[Point localization data]
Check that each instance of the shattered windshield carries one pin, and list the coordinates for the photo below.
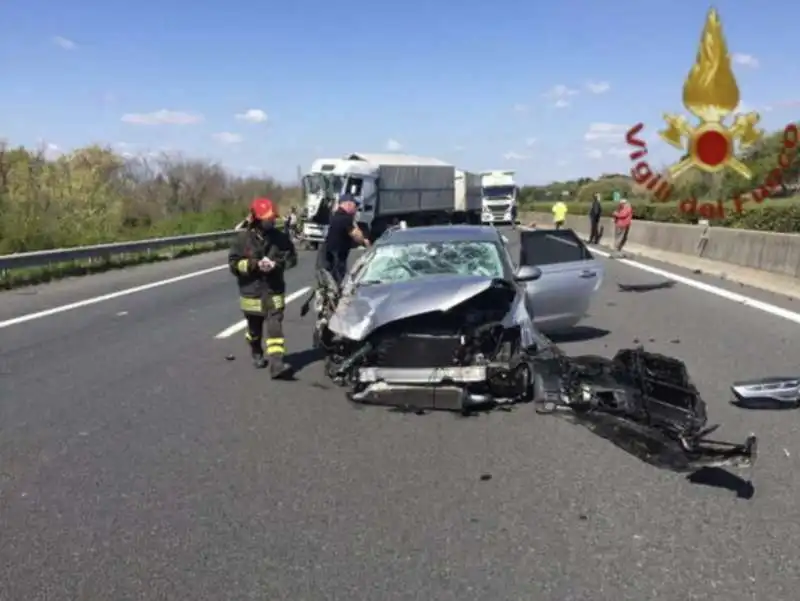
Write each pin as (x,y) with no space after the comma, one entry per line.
(402,262)
(499,192)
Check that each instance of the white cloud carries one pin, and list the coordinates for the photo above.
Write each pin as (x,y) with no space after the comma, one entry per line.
(598,87)
(227,137)
(64,43)
(560,95)
(162,117)
(747,60)
(253,116)
(606,132)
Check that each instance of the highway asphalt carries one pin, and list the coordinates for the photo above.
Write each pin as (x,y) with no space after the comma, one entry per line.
(137,462)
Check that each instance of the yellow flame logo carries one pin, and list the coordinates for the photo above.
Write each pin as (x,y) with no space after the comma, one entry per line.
(711,93)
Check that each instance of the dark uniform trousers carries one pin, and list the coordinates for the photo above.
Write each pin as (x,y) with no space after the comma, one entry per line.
(266,311)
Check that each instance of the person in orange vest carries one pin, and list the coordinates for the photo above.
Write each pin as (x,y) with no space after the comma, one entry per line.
(623,216)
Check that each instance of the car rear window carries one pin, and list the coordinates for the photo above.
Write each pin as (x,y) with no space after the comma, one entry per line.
(546,247)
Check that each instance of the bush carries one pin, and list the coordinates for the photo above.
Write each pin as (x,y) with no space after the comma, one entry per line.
(93,195)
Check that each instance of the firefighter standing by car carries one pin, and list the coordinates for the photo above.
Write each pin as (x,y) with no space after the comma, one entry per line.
(259,255)
(343,234)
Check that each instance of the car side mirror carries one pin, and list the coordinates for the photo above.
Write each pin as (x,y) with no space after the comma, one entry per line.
(527,273)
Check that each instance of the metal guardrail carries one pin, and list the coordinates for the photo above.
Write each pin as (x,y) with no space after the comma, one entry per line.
(41,258)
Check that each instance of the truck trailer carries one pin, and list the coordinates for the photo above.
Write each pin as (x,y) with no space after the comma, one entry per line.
(320,187)
(390,188)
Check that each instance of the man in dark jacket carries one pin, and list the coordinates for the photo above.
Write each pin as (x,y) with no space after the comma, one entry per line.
(343,235)
(595,212)
(259,255)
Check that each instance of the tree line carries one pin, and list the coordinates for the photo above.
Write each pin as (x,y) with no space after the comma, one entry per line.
(94,195)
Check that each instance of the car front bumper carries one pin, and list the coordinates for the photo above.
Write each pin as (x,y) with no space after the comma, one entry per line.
(438,388)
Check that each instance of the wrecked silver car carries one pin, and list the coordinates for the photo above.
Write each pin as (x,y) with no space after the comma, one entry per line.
(438,318)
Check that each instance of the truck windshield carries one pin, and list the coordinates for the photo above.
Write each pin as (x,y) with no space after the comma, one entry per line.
(499,192)
(317,183)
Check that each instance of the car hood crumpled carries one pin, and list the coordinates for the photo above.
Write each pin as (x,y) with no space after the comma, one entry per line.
(369,307)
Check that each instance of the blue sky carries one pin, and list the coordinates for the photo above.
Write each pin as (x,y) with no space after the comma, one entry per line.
(490,85)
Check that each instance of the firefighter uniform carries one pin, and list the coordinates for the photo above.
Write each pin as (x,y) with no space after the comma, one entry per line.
(262,293)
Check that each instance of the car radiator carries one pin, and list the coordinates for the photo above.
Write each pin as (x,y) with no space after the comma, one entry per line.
(418,350)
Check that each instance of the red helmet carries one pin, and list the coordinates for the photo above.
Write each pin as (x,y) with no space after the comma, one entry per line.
(263,209)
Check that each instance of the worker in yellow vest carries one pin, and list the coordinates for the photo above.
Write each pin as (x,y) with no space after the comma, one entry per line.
(559,214)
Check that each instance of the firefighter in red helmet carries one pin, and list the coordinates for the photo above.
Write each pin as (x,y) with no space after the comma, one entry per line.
(258,258)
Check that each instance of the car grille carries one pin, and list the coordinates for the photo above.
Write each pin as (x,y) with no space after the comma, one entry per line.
(418,350)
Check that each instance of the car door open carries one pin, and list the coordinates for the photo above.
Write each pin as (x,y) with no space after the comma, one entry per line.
(570,276)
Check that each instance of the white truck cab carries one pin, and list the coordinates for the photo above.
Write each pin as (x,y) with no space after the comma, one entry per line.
(390,188)
(319,184)
(499,197)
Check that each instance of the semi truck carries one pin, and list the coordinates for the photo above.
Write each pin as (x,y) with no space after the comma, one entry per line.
(320,186)
(499,195)
(390,188)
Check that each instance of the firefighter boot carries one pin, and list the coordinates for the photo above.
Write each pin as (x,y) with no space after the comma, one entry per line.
(257,352)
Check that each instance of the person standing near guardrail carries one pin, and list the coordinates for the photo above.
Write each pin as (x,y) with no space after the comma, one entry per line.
(560,214)
(259,255)
(595,212)
(623,216)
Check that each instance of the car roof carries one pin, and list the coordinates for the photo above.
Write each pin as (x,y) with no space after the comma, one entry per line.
(440,233)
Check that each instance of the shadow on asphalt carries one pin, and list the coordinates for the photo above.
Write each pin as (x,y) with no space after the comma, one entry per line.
(302,359)
(579,334)
(719,478)
(665,285)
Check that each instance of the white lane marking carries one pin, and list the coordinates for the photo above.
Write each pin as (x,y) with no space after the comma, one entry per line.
(241,325)
(99,299)
(721,292)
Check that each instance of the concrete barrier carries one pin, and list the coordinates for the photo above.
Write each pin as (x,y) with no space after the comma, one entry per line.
(765,251)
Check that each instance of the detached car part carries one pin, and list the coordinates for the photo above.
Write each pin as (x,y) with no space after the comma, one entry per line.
(767,393)
(643,402)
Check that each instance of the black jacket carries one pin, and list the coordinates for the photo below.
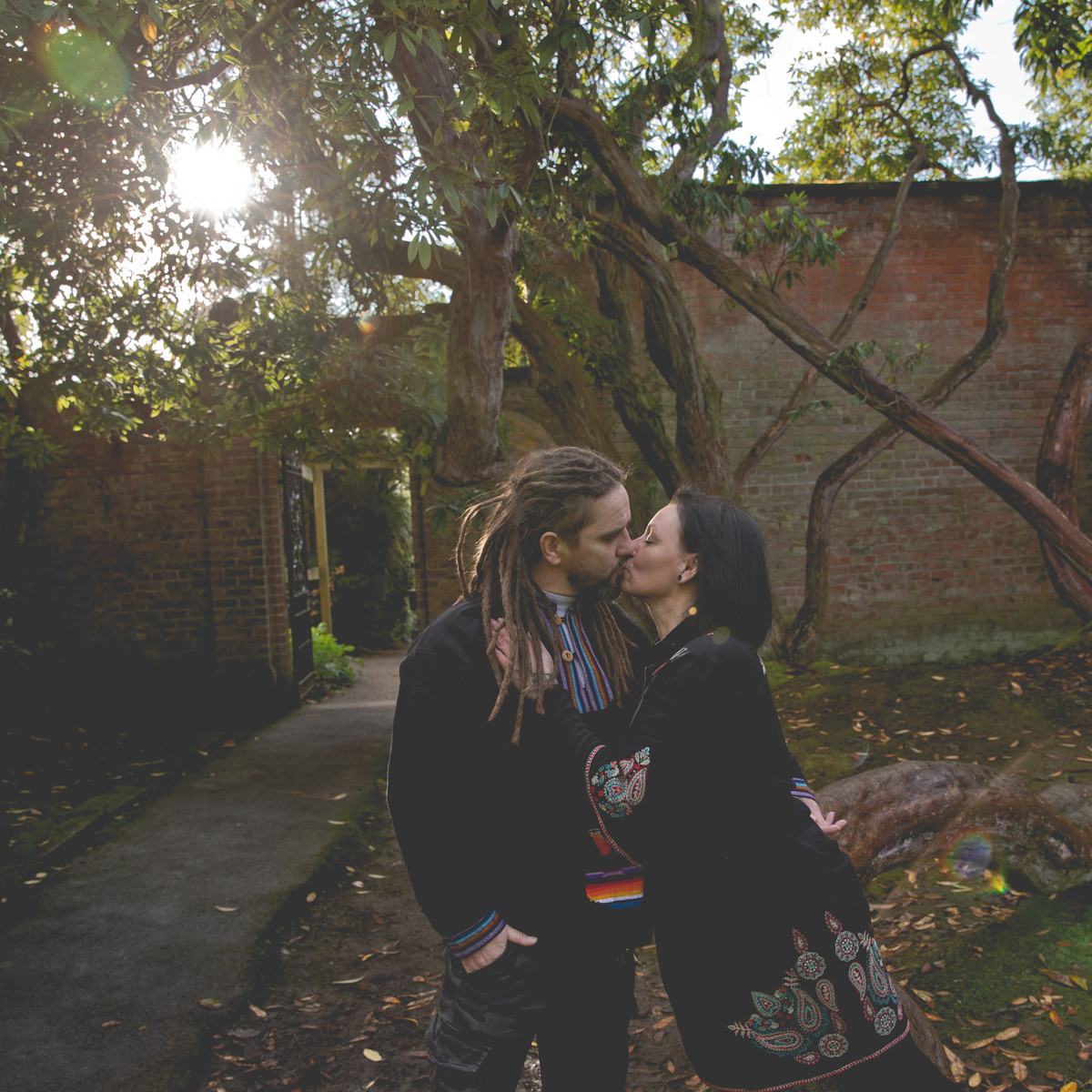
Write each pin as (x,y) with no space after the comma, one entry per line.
(763,931)
(484,827)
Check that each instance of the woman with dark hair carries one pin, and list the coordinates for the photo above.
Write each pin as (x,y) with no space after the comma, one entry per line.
(763,932)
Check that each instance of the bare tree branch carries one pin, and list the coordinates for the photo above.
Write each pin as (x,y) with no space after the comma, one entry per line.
(1055,472)
(639,201)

WHAT YOU ARE ASKED TO DO >> Repeat word for word from the line holding "Check that each instance of the bare" down to the last line above, including both.

EXPECTED ANSWER >>
Check that each instance of the bare tree branch carries one pin, and list the coordinates for the photo above.
Write each pin as (x,y) with no space after the comma, one entry per line.
(1055,472)
(639,201)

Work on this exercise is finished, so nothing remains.